◆ **PROBLEM SET**
**A)** Answer the following from the passage on treating leishmaniasis:
(i) To what level can mortality from kala-azar be reduced with good care and a 30-day course of an intravenous drug?
(ii) What is the slender, swimming form of the parasite transmitted by a sand-fly bite called?
(iii) About how many species of Leishmania parasite cause one or more forms of the disease?
**B)** Supply the text that follows the final sentence of the passage on treating leishmaniasis.

◆ **EXERCISE PASSAGE**
#####
Treating leishmaniasis
Context
There are three forms of leishmaniasis. The most severe is called kala-azar. It causes fever, weight loss and immune system suppression. Mortality is high, but can be cut to 5 percent with good care and a 30-day course of treatment with an intravenous drug. The most common form of leishmaniasis produces long-lasting skin ulcers but is not fatal. A third and relatively rare form causes chronic, disfiguring infections of the nose and mouth. About a dozen species of Leishmania parasite cause one or more forms of the disease.
The parasites that cause leishmaniasis undergo profound changes during the course of infection. A sand-fly bite transmits the bug in a slender, swimming form called a "promastigote". Symptoms occur only after the organism invades cells and transforms into an oval "amastigote" stage. As the organism changes form, different genes are turned on and off, leading to production of different proteins for each stage. In response, the human host makes one set of antibodies against the promastigote and another set against the amastigote.
#####
Stored items from a collection
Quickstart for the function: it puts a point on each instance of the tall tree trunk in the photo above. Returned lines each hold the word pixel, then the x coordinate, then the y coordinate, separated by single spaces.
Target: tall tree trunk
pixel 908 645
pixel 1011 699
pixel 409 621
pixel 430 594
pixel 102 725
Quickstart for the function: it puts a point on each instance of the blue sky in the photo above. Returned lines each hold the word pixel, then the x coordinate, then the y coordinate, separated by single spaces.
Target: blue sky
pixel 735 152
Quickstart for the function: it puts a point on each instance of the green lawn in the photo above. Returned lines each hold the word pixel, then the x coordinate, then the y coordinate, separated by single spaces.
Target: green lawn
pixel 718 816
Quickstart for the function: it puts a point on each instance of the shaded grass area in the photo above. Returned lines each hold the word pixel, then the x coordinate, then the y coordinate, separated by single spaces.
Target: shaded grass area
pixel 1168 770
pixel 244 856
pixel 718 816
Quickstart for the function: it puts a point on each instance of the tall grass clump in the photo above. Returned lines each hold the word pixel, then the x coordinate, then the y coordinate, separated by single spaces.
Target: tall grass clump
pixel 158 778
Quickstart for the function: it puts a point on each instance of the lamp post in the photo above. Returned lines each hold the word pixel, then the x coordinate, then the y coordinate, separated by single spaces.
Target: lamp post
#####
◆ **ANSWERS TO THIS EXERCISE**
**A)**
(i) 5 percent
(ii) A promastigote
(iii) About a dozen

**B)**
The surest way of diagnosing any infection is to find the offending organism in the blood or elsewhere in the body of the sick person. An alternative method is to detect antibodies that the person's immune system has made against the invading bug. An organism's presence is more definitive than an antibody's. However, antibody tests are preferred when testing large populations, for they only require a blood sample.
Claim
The antibody test currently in use looks for a reaction between person's blood and an extract of promastigotes. In people with kala-azar, the body is teeming with Leishmania organisms and the test almost always is positive.
Counter-claim
Checking many people for leishmaniasis is impractical. The only test with a good chance of finding it requires the removal of cells from the bone marrow, a painful and moderately expensive procedure.